• What the exercise asks: Go through the listing below and show each line that has the word "pipe".

• Available data:

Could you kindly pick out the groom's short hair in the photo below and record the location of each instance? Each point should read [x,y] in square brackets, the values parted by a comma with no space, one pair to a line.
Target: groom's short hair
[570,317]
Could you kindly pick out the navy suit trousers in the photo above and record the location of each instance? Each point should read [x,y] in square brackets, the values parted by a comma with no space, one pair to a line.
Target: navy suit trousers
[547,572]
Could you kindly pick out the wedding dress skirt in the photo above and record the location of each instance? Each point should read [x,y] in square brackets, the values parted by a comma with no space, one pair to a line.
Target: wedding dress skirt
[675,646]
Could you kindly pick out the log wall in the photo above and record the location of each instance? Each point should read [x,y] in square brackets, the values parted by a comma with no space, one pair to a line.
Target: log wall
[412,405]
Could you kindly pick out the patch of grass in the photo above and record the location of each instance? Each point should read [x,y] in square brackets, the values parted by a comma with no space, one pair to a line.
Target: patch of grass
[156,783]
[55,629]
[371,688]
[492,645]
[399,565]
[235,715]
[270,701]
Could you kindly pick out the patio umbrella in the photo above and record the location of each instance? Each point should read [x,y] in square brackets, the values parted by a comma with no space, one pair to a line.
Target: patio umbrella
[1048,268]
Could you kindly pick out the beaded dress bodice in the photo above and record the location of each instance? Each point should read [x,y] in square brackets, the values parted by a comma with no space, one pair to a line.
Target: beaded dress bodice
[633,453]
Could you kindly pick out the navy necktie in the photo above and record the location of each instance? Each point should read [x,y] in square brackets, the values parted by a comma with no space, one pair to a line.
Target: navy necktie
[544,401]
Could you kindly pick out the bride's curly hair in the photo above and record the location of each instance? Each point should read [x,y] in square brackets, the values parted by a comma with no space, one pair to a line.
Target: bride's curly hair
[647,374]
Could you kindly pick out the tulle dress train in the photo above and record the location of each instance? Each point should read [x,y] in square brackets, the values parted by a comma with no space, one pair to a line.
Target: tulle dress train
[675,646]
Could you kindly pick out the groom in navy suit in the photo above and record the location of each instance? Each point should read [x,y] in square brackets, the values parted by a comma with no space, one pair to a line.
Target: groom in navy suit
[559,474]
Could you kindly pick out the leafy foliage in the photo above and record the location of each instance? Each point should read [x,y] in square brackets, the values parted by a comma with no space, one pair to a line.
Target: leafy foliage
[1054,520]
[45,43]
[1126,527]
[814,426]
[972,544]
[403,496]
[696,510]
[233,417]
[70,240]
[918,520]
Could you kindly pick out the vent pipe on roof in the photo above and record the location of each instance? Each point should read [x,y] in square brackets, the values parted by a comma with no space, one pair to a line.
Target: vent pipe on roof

• Answer:
Could you kindly pick out the vent pipe on roof in the photo above and record the location of each instance? Each point should read [x,y] in square brackets, the values parted by a comma with no space, one pair to a line.
Target: vent pipe on roof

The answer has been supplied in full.